_ПОРЯДОК РАБОТЫ A_
Изложите содержание фрагмента о метафоре рака в двух предложениях.
_ПОРЯДОК РАБОТЫ B_
Напишите продолжение фрагмента о метафоре рака, начиная после его последнего предложения.

_ФРАГМЕНТ СТРАНИЦЫ_
________________________

Эпитет «рак» в применении к любому явлению – это прямой призыв к насилию. Использование термина «рак» в политической полемике поощряет фатализм и оправдывает «жесткие» меры – а также придает особую остроту широко распространенному мнению о том, что болезнь эта фатальна. Хотя метафоры болезни никогда не отличались невинностью, можно утверждать, что метафора рака представляет собой худший случай: она безоговорочно убийственна. Монополией на эту метафору не обладает ни одна отдельно взятая политическая доктрина. Троцкий называл сталинизм раком марксизма; в Китае, в прошлом году, «Банда четырех» стала, помимо всего прочего, «раком Китая». Джон Дин так говорил об Уотергейте Никсону: «У нас внутри рак – в непосредственной близости от президента, и он разрастается». Стандартная метафора арабской пропаганды, которую израильтяне могут ежедневно услышать по радио вот уже двадцать лет, называет Израиль «раком в сердце арабского мира» или же «раком Ближнего Востока», а офицер христианских праворадикальных сил Ливана, осаждавших палестинский лагерь беженцев Таль Заатар в августе 1976 года, назвал лагерь «раком на теле Ливана». К метафоре рака трудно не прибегнуть тем, кто хочет показать свое негодование. Так, Нил Ашерсон писал в 1969 году, что дело Сланского «было – и остается – огромной раковой опухолью на теле чехословацкого государства и народа»; Саймон Лейс, в «Китайских тенях», говорит о «раке маоизма, разъедающем лицо Китая»; Д. Г. Лоренс назвал мастурбацию «глубочайшим и самым опасным раком нашей цивилизации»; я и сама, в порыве отчаяния, охватившего меня во время войны во Вьетнаме, написала однажды, что «белая раса – это рак истории человечества».

________________________

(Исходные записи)
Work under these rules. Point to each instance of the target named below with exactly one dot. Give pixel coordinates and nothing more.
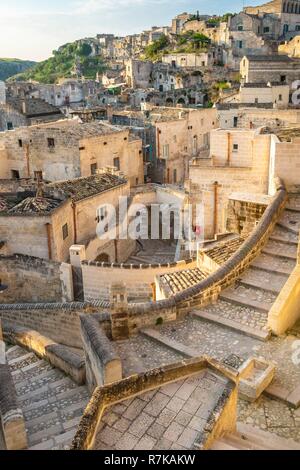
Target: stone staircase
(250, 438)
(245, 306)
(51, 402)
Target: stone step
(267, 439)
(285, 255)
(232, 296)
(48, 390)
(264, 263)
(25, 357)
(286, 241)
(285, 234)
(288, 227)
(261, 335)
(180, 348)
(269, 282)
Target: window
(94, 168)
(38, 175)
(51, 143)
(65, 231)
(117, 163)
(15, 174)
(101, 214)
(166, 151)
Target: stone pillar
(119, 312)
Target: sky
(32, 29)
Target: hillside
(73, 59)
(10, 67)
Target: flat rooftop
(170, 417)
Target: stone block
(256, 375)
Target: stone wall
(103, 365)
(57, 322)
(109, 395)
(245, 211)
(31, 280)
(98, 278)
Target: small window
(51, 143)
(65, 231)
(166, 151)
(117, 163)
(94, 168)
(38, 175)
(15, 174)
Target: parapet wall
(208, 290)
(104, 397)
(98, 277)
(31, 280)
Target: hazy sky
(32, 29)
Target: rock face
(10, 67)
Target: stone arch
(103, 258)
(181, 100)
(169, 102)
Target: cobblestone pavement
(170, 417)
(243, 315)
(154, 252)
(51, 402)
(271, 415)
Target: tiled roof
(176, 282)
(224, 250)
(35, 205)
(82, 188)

________________________

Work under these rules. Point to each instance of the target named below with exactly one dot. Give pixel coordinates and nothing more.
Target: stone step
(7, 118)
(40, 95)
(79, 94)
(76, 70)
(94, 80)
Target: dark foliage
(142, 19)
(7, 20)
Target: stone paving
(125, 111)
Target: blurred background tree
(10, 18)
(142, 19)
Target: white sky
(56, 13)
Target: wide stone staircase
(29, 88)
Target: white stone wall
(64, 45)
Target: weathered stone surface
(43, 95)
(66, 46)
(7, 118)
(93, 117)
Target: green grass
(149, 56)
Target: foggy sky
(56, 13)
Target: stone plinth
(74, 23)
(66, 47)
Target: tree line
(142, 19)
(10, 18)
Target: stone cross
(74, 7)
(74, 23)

________________________

_ОТВЕТ К ЗАДАНИЮ A_
Метафора рака названа худшей из метафор болезни: она служит прямым призывом к насилию, поощряет фатализм и оправдывает «жесткие» меры. Монополии на нее нет ни у одной политической доктрины, и к ней прибегали самые разные люди, желавшие выразить негодование, от Троцкого и Джона Дина до Нила Ашерсона и Д. Г. Лоренса.

_ОТВЕТ К ЗАДАНИЮ B_
Но как прикажете оставаться нравственно строгим в конце XX столетия? Возможно ли это, когда вокруг столько поводов для осуждения; когда мы, хотя и различаем понятие зла, утратили религиозный или философский язык, позволявший говорить о зле разумно? Пытаясь измерить «радикальное» или «абсолютное» зло, мы ищем адекватные метафоры. Однако современные метафоры болезни – это всегда преднамеренная грубость. Вряд ли действительно больные люди выигрывают оттого, что слышат, как название их болезни постоянно используется в качестве синонима зла. А метафора рака глупа по-особенному. Она неизбежно ведет к упрощению сложных понятий и выражает самодовольную уверенность в своей правоте, если не фанатизм.
Уместно сопоставить образ рака с образом гангрены. При некоторых роднящих ее с раком метафорических признаках (она начинается, так сказать, на ровном месте; она разрастается; она отвратительна) гангрена, казалось бы, обладает всеми милыми сердцу полемиста смысловыми оттенками. Действительно, образ гангрены был использован в одной важной полемической работе – направленной против пыток, применявшихся французами в 1950-х годах в Алжире; эта знаменитая книга так и называлась – «Гангрена». Но между метафорами рака и гангрены существуют серьезные различия. Во-первых, этиология гангрены вполне прозрачна. Это «наружная» болезнь (гангрена может развиться из простого пореза); рак воспринимается как болезнь таинственная, провоцируемая множеством причин, внутренних и внешних. Во-вторых, гангрена – не всеобъемлющая катастрофа. Она часто ведет к ампутации, реже – к смерти; считается, что рак ведет к смерти в большинстве случаев. Не гангрена и не чума (несмотря на замечательные попытки столь разных авторов, как Арто, Райх и Камю, превратить чуму в метафору, обозначающую все мрачное и гибельное), а рак остается самой радикальной из всех метафор болезни. Именно по причине своей радикальности такая метафора особенно тенденциозна, это удачный образ для параноиков, для политиков, которые стремятся превратить кампанию в крестовый поход, для фаталистов (рак = смерть) и для тех, кто одержим антиисторическим революционным оптимизмом (идеей о том, что благотворны только коренные преобразования). До тех пор пока с толкованием и лечением рака связано столько милитаристских гипербол, эта метафора совершенно непригодна для тех из нас, кто настроен миролюбиво.